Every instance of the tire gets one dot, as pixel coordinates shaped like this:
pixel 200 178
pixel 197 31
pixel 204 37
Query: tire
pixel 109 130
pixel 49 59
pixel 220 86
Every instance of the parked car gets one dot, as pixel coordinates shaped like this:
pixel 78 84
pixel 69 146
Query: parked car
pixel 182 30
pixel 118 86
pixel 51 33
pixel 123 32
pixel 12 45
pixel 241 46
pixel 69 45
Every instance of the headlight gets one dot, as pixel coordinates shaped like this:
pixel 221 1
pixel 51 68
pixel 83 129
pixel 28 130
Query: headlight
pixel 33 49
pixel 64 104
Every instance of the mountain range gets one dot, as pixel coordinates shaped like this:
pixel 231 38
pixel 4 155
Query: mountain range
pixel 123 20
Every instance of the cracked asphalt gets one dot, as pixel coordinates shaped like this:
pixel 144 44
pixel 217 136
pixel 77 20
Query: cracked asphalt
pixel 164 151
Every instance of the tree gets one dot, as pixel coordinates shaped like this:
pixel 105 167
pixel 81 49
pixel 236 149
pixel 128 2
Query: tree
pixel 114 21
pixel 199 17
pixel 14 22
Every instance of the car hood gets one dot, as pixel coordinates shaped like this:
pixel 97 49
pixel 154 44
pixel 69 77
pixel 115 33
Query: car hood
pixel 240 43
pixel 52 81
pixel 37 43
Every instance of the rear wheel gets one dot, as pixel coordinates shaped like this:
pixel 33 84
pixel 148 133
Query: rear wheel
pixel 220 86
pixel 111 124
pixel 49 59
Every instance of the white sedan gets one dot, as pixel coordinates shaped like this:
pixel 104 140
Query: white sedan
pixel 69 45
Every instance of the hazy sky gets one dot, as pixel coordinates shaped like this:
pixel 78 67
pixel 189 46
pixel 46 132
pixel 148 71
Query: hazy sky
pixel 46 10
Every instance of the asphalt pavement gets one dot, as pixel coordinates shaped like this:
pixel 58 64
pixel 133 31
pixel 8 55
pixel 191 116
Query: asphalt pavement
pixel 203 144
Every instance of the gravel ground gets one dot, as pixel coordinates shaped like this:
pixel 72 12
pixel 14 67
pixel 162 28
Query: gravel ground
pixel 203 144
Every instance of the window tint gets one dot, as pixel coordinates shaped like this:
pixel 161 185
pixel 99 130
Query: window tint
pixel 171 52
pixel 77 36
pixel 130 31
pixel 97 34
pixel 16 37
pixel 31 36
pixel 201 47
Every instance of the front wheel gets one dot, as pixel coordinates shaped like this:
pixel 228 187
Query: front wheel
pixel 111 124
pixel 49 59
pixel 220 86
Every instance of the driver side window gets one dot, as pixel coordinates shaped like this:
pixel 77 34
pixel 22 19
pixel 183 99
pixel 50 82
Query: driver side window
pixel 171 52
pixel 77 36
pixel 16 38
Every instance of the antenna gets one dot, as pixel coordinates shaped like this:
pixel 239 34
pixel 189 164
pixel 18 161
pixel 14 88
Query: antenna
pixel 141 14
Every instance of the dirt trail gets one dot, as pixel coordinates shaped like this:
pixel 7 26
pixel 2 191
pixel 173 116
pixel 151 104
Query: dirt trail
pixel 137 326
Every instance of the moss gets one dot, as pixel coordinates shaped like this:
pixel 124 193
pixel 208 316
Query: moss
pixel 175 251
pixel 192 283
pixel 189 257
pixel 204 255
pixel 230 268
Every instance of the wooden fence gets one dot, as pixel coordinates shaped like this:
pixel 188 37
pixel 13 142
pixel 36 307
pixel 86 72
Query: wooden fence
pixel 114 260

□ □ □ □ □ □ □

ASSIGNED TASK →
Above are the records; from them, give again exactly the lines from the one containing "Every instance of the rear" through the one containing "pixel 14 88", both included.

OUTPUT OF THE EXERCISE →
Every instance of the rear wheel gets one dot, as pixel coordinates shaped like this:
pixel 33 84
pixel 148 133
Query: rear wheel
pixel 220 86
pixel 111 124
pixel 49 59
Every instance of the white sedan gets one dot, as pixel coordinates shaped like this:
pixel 104 140
Query: white sedan
pixel 69 45
Every instance of the hazy sky gets one dot, as pixel coordinates shaped like this:
pixel 78 67
pixel 189 46
pixel 46 132
pixel 148 71
Query: hazy sky
pixel 46 10
Every instance of the asphalt pavement gets one dot, as pixel coordinates shaped like this:
pixel 58 64
pixel 133 31
pixel 8 55
pixel 191 116
Query: asphalt pavement
pixel 203 144
Every instance of the gravel ground gets one dot, as pixel coordinates shaped like this:
pixel 72 12
pixel 14 67
pixel 162 28
Query: gravel ground
pixel 203 144
Every instance of the window tint gets one dot, as pixel coordinates shaped like this:
pixel 161 185
pixel 99 130
Query: window tint
pixel 171 52
pixel 77 36
pixel 130 31
pixel 97 34
pixel 16 37
pixel 31 36
pixel 201 47
Every instance of the front wheel gets one dot, as pixel coordinates shaped like this:
pixel 228 187
Query: front wheel
pixel 111 124
pixel 49 59
pixel 220 86
Every instance of the driver side window gets one dot, as pixel coordinates shaped like this:
pixel 77 34
pixel 22 19
pixel 183 99
pixel 50 82
Query: driver side window
pixel 171 52
pixel 77 36
pixel 16 38
Every instance of the antenna gets one dot, as pixel coordinates shaped like this:
pixel 239 34
pixel 189 164
pixel 18 161
pixel 14 88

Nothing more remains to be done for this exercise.